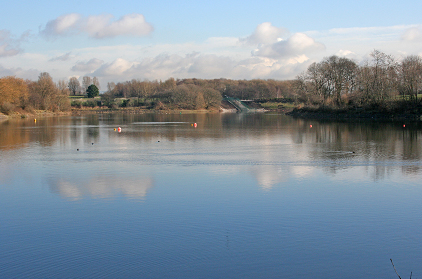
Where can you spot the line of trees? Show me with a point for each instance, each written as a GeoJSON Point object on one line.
{"type": "Point", "coordinates": [17, 94]}
{"type": "Point", "coordinates": [340, 81]}
{"type": "Point", "coordinates": [195, 93]}
{"type": "Point", "coordinates": [76, 88]}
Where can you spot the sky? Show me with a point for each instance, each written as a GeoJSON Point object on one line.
{"type": "Point", "coordinates": [118, 41]}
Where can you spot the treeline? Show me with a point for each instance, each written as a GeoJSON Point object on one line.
{"type": "Point", "coordinates": [192, 93]}
{"type": "Point", "coordinates": [17, 94]}
{"type": "Point", "coordinates": [341, 82]}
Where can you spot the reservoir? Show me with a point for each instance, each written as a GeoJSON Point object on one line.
{"type": "Point", "coordinates": [234, 196]}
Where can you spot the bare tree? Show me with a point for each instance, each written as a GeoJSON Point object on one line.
{"type": "Point", "coordinates": [378, 77]}
{"type": "Point", "coordinates": [86, 82]}
{"type": "Point", "coordinates": [74, 85]}
{"type": "Point", "coordinates": [96, 82]}
{"type": "Point", "coordinates": [63, 87]}
{"type": "Point", "coordinates": [410, 77]}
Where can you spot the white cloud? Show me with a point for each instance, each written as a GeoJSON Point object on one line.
{"type": "Point", "coordinates": [297, 44]}
{"type": "Point", "coordinates": [89, 66]}
{"type": "Point", "coordinates": [8, 46]}
{"type": "Point", "coordinates": [413, 34]}
{"type": "Point", "coordinates": [265, 33]}
{"type": "Point", "coordinates": [98, 26]}
{"type": "Point", "coordinates": [63, 57]}
{"type": "Point", "coordinates": [30, 74]}
{"type": "Point", "coordinates": [117, 68]}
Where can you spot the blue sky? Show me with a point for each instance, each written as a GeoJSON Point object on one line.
{"type": "Point", "coordinates": [122, 40]}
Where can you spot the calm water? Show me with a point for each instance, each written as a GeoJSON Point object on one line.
{"type": "Point", "coordinates": [239, 196]}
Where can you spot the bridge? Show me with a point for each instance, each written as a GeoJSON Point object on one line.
{"type": "Point", "coordinates": [240, 105]}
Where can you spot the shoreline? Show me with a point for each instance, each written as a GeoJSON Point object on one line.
{"type": "Point", "coordinates": [352, 115]}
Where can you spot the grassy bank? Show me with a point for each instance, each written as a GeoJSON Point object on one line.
{"type": "Point", "coordinates": [393, 110]}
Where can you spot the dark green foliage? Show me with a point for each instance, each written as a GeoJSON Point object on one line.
{"type": "Point", "coordinates": [92, 91]}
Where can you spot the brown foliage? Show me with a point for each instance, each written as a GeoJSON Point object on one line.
{"type": "Point", "coordinates": [13, 93]}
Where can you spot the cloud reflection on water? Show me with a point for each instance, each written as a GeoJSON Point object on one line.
{"type": "Point", "coordinates": [102, 187]}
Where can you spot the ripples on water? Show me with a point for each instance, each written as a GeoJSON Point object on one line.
{"type": "Point", "coordinates": [243, 196]}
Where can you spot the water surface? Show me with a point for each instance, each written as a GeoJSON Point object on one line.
{"type": "Point", "coordinates": [239, 196]}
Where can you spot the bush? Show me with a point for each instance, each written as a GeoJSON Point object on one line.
{"type": "Point", "coordinates": [7, 108]}
{"type": "Point", "coordinates": [90, 103]}
{"type": "Point", "coordinates": [76, 103]}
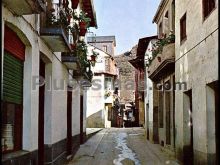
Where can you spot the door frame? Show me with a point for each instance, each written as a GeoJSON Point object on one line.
{"type": "Point", "coordinates": [81, 120]}
{"type": "Point", "coordinates": [41, 115]}
{"type": "Point", "coordinates": [69, 122]}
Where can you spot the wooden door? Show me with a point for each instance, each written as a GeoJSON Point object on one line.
{"type": "Point", "coordinates": [41, 116]}
{"type": "Point", "coordinates": [69, 122]}
{"type": "Point", "coordinates": [81, 120]}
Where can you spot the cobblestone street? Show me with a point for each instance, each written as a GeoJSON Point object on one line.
{"type": "Point", "coordinates": [118, 146]}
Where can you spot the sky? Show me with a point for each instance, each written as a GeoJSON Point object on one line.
{"type": "Point", "coordinates": [127, 20]}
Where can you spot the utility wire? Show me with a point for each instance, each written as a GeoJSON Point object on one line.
{"type": "Point", "coordinates": [197, 44]}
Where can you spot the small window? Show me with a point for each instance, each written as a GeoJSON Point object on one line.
{"type": "Point", "coordinates": [183, 35]}
{"type": "Point", "coordinates": [105, 48]}
{"type": "Point", "coordinates": [11, 127]}
{"type": "Point", "coordinates": [208, 7]}
{"type": "Point", "coordinates": [167, 15]}
{"type": "Point", "coordinates": [108, 83]}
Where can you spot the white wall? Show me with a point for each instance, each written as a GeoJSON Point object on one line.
{"type": "Point", "coordinates": [149, 93]}
{"type": "Point", "coordinates": [59, 107]}
{"type": "Point", "coordinates": [197, 68]}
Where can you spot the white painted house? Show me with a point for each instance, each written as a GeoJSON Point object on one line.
{"type": "Point", "coordinates": [38, 120]}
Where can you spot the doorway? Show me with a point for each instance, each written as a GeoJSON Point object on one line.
{"type": "Point", "coordinates": [69, 122]}
{"type": "Point", "coordinates": [81, 120]}
{"type": "Point", "coordinates": [212, 104]}
{"type": "Point", "coordinates": [188, 128]}
{"type": "Point", "coordinates": [41, 116]}
{"type": "Point", "coordinates": [155, 125]}
{"type": "Point", "coordinates": [167, 104]}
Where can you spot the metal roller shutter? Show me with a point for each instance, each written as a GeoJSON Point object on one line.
{"type": "Point", "coordinates": [12, 79]}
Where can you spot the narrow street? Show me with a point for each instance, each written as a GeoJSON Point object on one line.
{"type": "Point", "coordinates": [119, 146]}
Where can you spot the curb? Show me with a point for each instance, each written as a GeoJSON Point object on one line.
{"type": "Point", "coordinates": [92, 134]}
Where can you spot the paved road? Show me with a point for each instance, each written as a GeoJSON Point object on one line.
{"type": "Point", "coordinates": [121, 146]}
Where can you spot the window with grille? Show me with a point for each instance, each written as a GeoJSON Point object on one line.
{"type": "Point", "coordinates": [208, 7]}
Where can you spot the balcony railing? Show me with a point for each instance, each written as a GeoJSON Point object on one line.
{"type": "Point", "coordinates": [24, 7]}
{"type": "Point", "coordinates": [53, 28]}
{"type": "Point", "coordinates": [163, 63]}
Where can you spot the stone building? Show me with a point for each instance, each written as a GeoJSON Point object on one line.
{"type": "Point", "coordinates": [196, 63]}
{"type": "Point", "coordinates": [150, 127]}
{"type": "Point", "coordinates": [127, 80]}
{"type": "Point", "coordinates": [161, 70]}
{"type": "Point", "coordinates": [41, 123]}
{"type": "Point", "coordinates": [105, 43]}
{"type": "Point", "coordinates": [100, 98]}
{"type": "Point", "coordinates": [139, 64]}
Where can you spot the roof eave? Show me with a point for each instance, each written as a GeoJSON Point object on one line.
{"type": "Point", "coordinates": [159, 10]}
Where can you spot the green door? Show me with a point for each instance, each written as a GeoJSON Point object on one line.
{"type": "Point", "coordinates": [12, 79]}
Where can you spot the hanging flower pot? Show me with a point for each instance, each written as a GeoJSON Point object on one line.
{"type": "Point", "coordinates": [93, 57]}
{"type": "Point", "coordinates": [75, 4]}
{"type": "Point", "coordinates": [93, 60]}
{"type": "Point", "coordinates": [52, 10]}
{"type": "Point", "coordinates": [82, 32]}
{"type": "Point", "coordinates": [73, 46]}
{"type": "Point", "coordinates": [82, 25]}
{"type": "Point", "coordinates": [159, 58]}
{"type": "Point", "coordinates": [69, 18]}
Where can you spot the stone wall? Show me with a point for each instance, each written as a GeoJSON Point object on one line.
{"type": "Point", "coordinates": [197, 68]}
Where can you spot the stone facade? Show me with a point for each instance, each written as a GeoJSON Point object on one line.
{"type": "Point", "coordinates": [197, 65]}
{"type": "Point", "coordinates": [126, 76]}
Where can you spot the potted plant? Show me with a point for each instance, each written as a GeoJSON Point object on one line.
{"type": "Point", "coordinates": [84, 20]}
{"type": "Point", "coordinates": [75, 4]}
{"type": "Point", "coordinates": [159, 58]}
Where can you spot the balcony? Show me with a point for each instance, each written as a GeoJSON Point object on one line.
{"type": "Point", "coordinates": [54, 32]}
{"type": "Point", "coordinates": [24, 7]}
{"type": "Point", "coordinates": [163, 63]}
{"type": "Point", "coordinates": [72, 62]}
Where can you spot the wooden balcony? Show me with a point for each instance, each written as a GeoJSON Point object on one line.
{"type": "Point", "coordinates": [25, 7]}
{"type": "Point", "coordinates": [163, 63]}
{"type": "Point", "coordinates": [72, 62]}
{"type": "Point", "coordinates": [55, 36]}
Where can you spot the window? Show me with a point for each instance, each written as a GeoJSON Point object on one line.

» **DESCRIPTION OF THE TASK**: Write out, word for word, the lines from the one containing "Where can you spot the balcony?" through the end of the records, with no other lines.

» **ANSWER SECTION**:
Where can you spot the balcony? Show me with a point for each instance, each written as a GeoJSON Point object on one line.
{"type": "Point", "coordinates": [54, 32]}
{"type": "Point", "coordinates": [24, 7]}
{"type": "Point", "coordinates": [163, 63]}
{"type": "Point", "coordinates": [72, 62]}
Where can you spot the wooden balcony? Show me with a point for each instance, each written as a GeoJSON Point object on one line.
{"type": "Point", "coordinates": [25, 7]}
{"type": "Point", "coordinates": [163, 63]}
{"type": "Point", "coordinates": [72, 62]}
{"type": "Point", "coordinates": [55, 36]}
Where can you spot the window? Show me with a point for each instance, each written as a GeoJSON Point object on one line.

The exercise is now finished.